» **DOCUMENT EXTRACT**
────────────────

Thanks for your reply.

I am very interested in the wood that you got at Chatswood, can you be a bit more specific about the kind of wood you got from them? 

The document about making the violin is very very good specially because there is and abundance of techniques and measures that I can use to compare with what I got.

My violin are made in 4 main parts carved out from my homemade cnc machine and as I specify in the first message are experiments. 

Also as you can argue from the title of the post I define myself as a luthier in my free time and I did not present myself as the new Antonio Stradivari.

I am going to integrate the measurements from the document inside my 3d cad violin model.

I made about six different models plus one 4/4 size cello model that can be fabricated with a suitable cnc machine.

The model with thick dimensions is one of those; it's not a mistake, only my preference.

We both agree on the fact that these are not violins made following the Stradivari's method, you can call them VSO, I call them V001, V002,V003,V004,V005,V006 and C001; for me it is only matter of semantic.

Now if we want to consider how much effort goes in make one of this V00x we need to consider how much of the Stradivari's method can be applied.

────────────────

» **EXTRACTED DATA**
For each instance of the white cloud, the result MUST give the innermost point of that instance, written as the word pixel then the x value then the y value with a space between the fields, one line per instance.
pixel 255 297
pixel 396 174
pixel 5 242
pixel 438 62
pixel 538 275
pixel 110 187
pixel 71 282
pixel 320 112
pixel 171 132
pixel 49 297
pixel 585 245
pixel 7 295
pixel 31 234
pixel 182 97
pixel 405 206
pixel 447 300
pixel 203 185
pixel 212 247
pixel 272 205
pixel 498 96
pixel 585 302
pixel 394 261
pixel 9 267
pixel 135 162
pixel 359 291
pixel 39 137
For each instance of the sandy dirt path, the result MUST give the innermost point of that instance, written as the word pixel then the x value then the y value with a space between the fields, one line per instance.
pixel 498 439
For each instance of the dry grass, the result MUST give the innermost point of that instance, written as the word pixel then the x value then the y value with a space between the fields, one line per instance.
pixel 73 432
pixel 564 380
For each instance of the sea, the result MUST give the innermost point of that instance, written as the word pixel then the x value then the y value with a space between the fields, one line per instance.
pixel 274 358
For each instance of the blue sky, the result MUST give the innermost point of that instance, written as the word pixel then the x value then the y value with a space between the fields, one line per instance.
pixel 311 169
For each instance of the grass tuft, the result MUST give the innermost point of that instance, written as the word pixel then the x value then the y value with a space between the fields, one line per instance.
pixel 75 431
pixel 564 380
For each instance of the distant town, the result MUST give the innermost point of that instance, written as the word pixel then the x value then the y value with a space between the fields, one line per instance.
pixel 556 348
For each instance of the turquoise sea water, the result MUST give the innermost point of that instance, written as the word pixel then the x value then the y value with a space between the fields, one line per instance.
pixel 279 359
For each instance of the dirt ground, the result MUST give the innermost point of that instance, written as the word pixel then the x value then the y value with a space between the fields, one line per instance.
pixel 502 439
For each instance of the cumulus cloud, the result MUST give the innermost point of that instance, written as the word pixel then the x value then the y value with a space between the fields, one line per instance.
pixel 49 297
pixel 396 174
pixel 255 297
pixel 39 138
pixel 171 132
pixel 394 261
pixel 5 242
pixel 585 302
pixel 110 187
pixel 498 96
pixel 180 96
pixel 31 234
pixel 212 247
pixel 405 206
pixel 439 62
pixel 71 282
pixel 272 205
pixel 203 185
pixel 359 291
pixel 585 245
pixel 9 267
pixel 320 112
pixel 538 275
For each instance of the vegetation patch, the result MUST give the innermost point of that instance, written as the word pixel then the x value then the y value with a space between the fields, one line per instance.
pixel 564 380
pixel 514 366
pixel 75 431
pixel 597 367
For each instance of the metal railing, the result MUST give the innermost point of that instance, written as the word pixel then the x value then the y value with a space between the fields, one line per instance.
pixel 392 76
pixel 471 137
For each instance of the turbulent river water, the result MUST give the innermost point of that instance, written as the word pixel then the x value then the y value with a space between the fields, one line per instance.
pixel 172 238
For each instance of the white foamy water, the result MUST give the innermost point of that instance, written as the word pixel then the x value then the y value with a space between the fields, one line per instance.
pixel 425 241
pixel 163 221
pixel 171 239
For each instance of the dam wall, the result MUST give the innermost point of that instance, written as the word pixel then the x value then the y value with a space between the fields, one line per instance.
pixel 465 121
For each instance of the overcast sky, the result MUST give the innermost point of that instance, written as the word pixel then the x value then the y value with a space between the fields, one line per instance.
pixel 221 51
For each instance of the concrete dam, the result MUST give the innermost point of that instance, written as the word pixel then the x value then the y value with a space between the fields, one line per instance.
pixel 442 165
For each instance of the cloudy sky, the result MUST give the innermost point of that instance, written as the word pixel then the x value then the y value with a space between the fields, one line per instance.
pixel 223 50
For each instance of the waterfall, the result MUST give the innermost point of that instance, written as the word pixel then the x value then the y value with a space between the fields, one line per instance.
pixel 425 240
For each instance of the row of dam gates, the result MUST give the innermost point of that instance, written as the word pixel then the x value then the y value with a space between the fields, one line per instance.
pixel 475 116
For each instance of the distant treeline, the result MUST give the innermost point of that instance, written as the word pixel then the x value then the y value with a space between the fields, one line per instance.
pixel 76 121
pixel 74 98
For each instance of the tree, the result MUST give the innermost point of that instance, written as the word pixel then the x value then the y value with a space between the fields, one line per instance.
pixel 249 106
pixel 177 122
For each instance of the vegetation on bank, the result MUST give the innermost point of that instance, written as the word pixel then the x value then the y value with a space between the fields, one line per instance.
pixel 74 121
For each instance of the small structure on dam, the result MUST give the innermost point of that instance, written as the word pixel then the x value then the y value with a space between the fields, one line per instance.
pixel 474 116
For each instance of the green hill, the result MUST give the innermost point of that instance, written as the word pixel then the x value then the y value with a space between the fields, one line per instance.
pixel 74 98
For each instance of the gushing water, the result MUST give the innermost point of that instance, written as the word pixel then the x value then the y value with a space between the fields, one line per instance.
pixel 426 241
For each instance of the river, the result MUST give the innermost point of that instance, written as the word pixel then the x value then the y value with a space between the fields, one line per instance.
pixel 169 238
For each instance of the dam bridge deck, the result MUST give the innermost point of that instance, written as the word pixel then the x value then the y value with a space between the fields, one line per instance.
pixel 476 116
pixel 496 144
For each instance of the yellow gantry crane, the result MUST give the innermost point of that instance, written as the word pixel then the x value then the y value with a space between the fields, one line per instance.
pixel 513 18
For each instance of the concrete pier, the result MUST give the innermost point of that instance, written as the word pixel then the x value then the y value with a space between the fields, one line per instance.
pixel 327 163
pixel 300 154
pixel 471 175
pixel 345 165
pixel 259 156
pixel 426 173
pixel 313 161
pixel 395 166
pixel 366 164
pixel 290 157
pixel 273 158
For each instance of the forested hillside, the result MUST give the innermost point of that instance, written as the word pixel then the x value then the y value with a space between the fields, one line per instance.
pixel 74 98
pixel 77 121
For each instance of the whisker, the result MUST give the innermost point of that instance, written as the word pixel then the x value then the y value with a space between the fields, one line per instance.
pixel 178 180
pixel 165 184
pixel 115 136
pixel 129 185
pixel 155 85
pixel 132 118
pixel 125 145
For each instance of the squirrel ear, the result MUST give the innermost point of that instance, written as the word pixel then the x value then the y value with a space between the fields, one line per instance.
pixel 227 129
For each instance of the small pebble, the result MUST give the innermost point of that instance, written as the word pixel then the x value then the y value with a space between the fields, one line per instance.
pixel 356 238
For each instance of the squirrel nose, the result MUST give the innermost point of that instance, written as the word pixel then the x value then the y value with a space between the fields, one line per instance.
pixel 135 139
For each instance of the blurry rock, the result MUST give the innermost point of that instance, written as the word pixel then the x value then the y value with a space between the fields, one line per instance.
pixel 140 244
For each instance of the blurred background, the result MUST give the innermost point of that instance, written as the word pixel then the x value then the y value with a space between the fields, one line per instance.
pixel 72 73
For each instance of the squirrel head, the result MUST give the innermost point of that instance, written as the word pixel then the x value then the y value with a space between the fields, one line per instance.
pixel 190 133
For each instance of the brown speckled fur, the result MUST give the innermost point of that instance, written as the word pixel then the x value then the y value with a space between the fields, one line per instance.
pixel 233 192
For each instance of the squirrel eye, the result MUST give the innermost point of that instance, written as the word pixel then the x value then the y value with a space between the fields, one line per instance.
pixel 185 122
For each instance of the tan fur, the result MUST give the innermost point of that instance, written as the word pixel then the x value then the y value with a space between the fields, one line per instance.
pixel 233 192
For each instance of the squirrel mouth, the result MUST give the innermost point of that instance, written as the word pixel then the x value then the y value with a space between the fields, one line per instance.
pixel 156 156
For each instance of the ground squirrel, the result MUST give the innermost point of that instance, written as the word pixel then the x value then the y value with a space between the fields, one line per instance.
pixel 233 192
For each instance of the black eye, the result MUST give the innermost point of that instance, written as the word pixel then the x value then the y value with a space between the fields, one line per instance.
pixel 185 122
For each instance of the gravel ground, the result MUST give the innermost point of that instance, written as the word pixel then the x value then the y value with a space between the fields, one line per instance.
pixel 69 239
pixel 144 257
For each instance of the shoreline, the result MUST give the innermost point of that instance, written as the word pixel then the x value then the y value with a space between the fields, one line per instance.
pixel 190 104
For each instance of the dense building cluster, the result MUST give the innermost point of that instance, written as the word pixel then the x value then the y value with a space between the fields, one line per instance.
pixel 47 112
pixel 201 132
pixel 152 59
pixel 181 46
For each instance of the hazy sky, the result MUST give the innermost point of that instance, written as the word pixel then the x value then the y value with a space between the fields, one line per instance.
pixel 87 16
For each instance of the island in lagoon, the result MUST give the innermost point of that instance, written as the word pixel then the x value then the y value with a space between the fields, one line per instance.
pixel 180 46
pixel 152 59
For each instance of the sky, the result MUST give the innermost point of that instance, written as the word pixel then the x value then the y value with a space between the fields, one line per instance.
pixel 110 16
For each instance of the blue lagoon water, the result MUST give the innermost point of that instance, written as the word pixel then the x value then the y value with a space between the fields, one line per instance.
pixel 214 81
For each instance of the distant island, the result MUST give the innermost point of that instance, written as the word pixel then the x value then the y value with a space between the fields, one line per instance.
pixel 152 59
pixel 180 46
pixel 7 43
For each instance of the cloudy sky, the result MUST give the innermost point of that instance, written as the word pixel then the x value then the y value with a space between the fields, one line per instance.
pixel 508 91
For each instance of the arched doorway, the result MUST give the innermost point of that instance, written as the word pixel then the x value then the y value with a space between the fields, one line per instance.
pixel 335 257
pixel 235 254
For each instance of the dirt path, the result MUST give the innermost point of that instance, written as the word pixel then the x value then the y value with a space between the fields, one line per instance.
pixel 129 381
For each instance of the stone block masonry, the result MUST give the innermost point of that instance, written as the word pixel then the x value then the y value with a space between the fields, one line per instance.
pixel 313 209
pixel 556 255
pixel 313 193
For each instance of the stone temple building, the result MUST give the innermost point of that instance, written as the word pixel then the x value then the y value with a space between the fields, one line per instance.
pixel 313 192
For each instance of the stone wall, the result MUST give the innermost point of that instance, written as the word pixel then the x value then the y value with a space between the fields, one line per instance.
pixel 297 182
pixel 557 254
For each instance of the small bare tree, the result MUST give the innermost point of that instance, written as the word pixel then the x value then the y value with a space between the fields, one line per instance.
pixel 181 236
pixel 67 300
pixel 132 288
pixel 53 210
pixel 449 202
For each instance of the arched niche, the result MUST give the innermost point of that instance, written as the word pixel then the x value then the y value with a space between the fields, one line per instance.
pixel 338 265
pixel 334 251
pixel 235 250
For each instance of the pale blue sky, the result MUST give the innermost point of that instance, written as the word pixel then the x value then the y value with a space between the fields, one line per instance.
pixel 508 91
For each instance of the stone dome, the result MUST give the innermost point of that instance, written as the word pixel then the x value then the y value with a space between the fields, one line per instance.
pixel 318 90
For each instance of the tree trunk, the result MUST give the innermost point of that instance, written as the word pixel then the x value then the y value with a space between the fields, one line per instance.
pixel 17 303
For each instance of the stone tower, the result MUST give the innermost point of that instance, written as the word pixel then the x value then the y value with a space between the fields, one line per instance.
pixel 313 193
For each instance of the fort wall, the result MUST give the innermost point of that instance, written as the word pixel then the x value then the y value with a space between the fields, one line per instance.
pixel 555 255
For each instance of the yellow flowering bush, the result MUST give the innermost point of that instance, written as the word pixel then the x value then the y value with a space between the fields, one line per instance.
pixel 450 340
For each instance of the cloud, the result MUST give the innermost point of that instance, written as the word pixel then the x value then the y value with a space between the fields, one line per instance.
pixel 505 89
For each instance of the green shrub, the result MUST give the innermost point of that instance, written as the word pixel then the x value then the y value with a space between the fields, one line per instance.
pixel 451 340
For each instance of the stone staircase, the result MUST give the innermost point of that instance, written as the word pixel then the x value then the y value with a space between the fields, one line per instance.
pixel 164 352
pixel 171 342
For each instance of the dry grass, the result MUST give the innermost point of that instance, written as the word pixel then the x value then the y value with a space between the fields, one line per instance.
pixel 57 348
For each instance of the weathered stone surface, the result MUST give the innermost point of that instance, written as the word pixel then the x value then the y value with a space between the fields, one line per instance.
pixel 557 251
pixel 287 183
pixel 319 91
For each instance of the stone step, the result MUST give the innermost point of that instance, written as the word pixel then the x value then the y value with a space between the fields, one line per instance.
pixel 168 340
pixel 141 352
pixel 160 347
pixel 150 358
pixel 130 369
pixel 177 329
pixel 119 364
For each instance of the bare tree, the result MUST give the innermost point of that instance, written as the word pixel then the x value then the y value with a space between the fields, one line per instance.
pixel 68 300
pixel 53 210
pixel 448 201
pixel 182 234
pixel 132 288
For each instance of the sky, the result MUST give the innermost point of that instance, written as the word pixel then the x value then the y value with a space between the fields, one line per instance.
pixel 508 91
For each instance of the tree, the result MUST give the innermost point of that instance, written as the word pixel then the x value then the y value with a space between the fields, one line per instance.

────────────────

» **EXERCISES**
**A)** Write out the part of the records that opens with their first line and closes with the line containing "pixel 39 137", both ends included, reproducing each line verbatim.
**B)** Extend the post about CNC-carved experimental violins, picking up right after its final sentence.
The text and the records come from unrelated sources.

» **OUTPUTS FOR THE TASKS**
**A)**
For each instance of the white cloud, the result MUST give the innermost point of that instance, written as the word pixel then the x value then the y value with a space between the fields, one line per instance.
pixel 255 297
pixel 396 174
pixel 5 242
pixel 438 62
pixel 538 275
pixel 110 187
pixel 71 282
pixel 320 112
pixel 171 132
pixel 49 297
pixel 585 245
pixel 7 295
pixel 31 234
pixel 182 97
pixel 405 206
pixel 447 300
pixel 203 185
pixel 212 247
pixel 272 205
pixel 498 96
pixel 585 302
pixel 394 261
pixel 9 267
pixel 135 162
pixel 359 291
pixel 39 137

**B)**
Considering that, I can tell you we can estimate about 15% of and average luthier skills time consuming working on a traditional violin, basically the purfling  done by hand; the point of attach handle-body, the varnish, the assembly and a few details here and there.

On the other hand, the amount of time and skills that require to build a professional cnc machine, the 3d modeling CAD/CAM; the homemade software to generate the code the study of the models and so on, is humongous and mine.

Now after saying that I am not into the business of making violins, I make my living in other way.

My goal at the moment is to make a violin following the Stradivari's method described in the "notebook of luthier n.3" and the "Stradivari's Secrets" book of Simone F. Sacconi; it means without the help of my machine.

Thanks again for the document, the information and the advice, I really appreciated.